→ **Short task 1**: Copy out the stretch of the passage on the CF.sub.2/F generation ratio from "On the contrary, the" through "by the gap.".
→ **Short task 2**: In the passage on the CF.sub.2/F generation ratio, at which gaps does FIG. 3 show how the ratio depends on the magnetic field gradient?

→ **Quoted passage**:
·····

On the contrary, the generating amount of the CF.sub.2 (the curve
401) is increased with broadening the gap, but decreased if the gap
is exceeded 100 mm. The decrement is caused by loss of the once
dissociated CF.sub.2 by recombination, because the distance whereby
the once generated CF.sub.2 in the ECR region reaches the member to
be treated is extended. As explained above, if the gap is
broadened, the generation ratio of CF.sub.2/F is decreased.
Therefore, the generation ratio of CF.sub.2/F can also be
controlled by the gap.
[0036] The generation ratio of CF.sub.2/F can be controlled in a
wide range by controlling both the magnetic field gradient and the
gap, simultaneously. Dependency of the generation ratio of
CF.sub.2/F on the magnetic field gradient at the gaps of 20 mm, 40
mm, 70 mm, 100 mm, and 120 mm are indicated in FIG. 3. The abscissa
of FIG. 3 indicates the magnetic field gradient divided by the ECR
magnetic field intensity, and each of the marks 301 to 305
corresponds to the gap from 20 mm to 120 mm, respectively.

·····

→ **Supplied data**:
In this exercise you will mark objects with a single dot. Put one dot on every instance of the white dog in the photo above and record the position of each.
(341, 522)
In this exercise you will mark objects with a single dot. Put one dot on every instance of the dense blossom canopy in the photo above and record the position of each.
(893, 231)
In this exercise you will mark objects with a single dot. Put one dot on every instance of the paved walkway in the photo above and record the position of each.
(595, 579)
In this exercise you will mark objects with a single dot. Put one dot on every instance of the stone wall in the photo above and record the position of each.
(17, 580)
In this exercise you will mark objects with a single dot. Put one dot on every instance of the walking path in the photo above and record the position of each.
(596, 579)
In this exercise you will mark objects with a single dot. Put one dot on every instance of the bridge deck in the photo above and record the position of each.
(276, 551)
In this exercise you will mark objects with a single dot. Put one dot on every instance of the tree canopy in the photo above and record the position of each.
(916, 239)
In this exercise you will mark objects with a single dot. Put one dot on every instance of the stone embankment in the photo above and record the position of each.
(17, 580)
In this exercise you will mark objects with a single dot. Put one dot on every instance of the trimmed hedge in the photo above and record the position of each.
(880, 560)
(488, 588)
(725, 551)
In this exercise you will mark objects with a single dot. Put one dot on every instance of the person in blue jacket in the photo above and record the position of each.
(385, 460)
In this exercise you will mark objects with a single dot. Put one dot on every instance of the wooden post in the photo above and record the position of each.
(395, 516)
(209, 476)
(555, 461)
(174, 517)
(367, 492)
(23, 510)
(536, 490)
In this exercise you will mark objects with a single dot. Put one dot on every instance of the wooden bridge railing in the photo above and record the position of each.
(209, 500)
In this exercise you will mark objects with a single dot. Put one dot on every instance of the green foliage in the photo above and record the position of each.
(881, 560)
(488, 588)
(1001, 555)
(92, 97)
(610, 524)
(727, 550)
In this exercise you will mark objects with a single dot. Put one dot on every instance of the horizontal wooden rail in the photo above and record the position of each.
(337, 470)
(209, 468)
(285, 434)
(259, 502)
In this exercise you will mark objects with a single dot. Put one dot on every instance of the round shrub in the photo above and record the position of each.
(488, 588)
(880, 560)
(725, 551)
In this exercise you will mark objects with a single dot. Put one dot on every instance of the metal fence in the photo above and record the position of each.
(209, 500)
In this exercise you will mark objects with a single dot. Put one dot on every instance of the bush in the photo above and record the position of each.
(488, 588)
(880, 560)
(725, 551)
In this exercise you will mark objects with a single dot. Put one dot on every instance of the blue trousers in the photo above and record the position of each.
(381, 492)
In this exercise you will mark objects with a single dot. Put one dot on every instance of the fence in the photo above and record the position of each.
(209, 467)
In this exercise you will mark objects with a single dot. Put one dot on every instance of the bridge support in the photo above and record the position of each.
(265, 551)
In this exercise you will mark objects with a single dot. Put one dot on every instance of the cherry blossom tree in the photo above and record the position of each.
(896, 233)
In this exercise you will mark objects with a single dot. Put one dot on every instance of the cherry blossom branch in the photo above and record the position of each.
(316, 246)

·····

→ **Exercise answer 1**:
On the contrary, the generating amount of the CF.sub.2 (the curve
401) is increased with broadening the gap, but decreased if the gap
is exceeded 100 mm. The decrement is caused by loss of the once
dissociated CF.sub.2 by recombination, because the distance whereby
the once generated CF.sub.2 in the ECR region reaches the member to
be treated is extended. As explained above, if the gap is
broadened, the generation ratio of CF.sub.2/F is decreased.
Therefore, the generation ratio of CF.sub.2/F can also be
controlled by the gap.

→ **Exercise answer 2**: 20 mm, 40 mm, 70 mm, 100 mm, and 120 mm.